[TASK BRIEF]
Which lines below contain the string "coordinates"? Collect every one of them.

[GIVEN ENTRIES]
▼▼▼

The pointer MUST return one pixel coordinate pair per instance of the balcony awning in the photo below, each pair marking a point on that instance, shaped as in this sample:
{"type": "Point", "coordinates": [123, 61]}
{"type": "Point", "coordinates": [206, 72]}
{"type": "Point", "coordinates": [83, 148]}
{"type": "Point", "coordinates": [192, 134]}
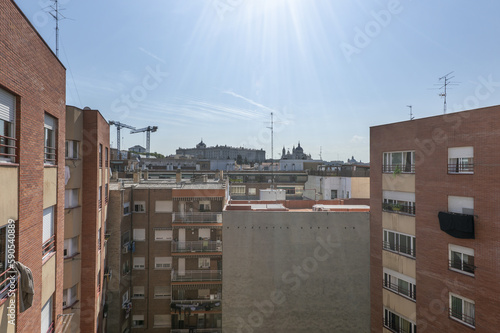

▲▲▲

[WORKED ANSWER]
{"type": "Point", "coordinates": [123, 61]}
{"type": "Point", "coordinates": [206, 72]}
{"type": "Point", "coordinates": [83, 148]}
{"type": "Point", "coordinates": [192, 134]}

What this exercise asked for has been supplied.